Problem requirements: Restate word for word the lines of the entries below, starting with the line that holds "Target: man's hand" and ending with the line that holds "Target: pile of fishing net", and no others.

Input data:
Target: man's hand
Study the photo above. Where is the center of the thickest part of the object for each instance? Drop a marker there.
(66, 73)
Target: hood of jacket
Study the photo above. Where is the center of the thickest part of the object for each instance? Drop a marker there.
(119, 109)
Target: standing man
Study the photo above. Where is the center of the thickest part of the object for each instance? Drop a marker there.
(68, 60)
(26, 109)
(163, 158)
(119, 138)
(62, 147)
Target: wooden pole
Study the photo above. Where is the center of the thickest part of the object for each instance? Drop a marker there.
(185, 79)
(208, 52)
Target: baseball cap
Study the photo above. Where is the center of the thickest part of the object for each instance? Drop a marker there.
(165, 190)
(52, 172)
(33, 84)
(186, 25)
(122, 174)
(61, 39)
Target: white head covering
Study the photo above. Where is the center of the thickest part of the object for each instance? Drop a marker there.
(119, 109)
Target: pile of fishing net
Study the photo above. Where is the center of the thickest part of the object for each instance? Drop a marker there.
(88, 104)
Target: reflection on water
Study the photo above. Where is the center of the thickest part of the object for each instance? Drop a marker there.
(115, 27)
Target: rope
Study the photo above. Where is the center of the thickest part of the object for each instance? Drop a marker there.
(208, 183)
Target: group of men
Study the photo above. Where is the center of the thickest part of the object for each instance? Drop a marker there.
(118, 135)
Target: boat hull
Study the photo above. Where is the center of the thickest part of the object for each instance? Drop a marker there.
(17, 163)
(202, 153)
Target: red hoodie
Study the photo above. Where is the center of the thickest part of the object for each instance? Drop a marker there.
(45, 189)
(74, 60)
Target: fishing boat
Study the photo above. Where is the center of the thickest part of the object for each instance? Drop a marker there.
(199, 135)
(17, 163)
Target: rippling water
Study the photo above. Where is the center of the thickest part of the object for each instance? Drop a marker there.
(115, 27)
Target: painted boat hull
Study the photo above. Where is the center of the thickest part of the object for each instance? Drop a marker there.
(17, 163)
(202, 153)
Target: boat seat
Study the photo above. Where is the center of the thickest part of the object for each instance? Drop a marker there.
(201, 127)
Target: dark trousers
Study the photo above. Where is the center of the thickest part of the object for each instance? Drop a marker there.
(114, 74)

--

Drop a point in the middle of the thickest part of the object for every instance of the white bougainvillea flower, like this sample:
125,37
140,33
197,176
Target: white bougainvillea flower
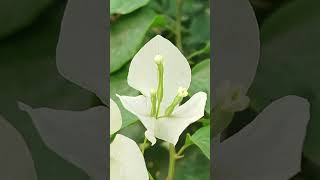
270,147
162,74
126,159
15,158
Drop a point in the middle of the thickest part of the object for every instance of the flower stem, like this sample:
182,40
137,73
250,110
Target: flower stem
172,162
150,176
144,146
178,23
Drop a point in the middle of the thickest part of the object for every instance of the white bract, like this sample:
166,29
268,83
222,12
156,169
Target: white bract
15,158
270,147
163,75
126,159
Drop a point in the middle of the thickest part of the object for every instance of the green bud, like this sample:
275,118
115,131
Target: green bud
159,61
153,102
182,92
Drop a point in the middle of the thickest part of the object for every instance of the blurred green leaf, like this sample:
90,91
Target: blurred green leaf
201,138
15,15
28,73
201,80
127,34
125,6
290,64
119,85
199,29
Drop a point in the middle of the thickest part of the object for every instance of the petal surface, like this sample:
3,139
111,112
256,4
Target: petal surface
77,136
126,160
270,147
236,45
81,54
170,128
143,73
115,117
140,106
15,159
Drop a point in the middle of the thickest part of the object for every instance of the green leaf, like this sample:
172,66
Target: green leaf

Exercise result:
Target: man's hand
Study the photo above. Where is the center of the thickest part of the object for each instance? Drop a marker there.
(66, 73)
Target: hood of jacket
Study the photo above. Where is the center of the thickest part of the object for each instance? Drop a marker there.
(119, 109)
Target: standing man
Study the photo above. Where is the center of the thickest part of the object for each instance? Drop a marker there.
(68, 60)
(26, 109)
(163, 158)
(119, 138)
(62, 147)
Target: wooden pole
Study the photo above. Where is the center of the thickest part of the object for each instance? Drop a marker there.
(185, 79)
(208, 52)
Target: baseball cap
Study the photo above. Where is the center of the thickest part of the object for each instance? Drop a marker there.
(165, 190)
(52, 172)
(33, 84)
(186, 25)
(122, 174)
(61, 39)
Target: white head covering
Study the photo above. Where is the center of the thickest part of the object for each instance? Drop a marker there.
(119, 109)
Target: pile of fishing net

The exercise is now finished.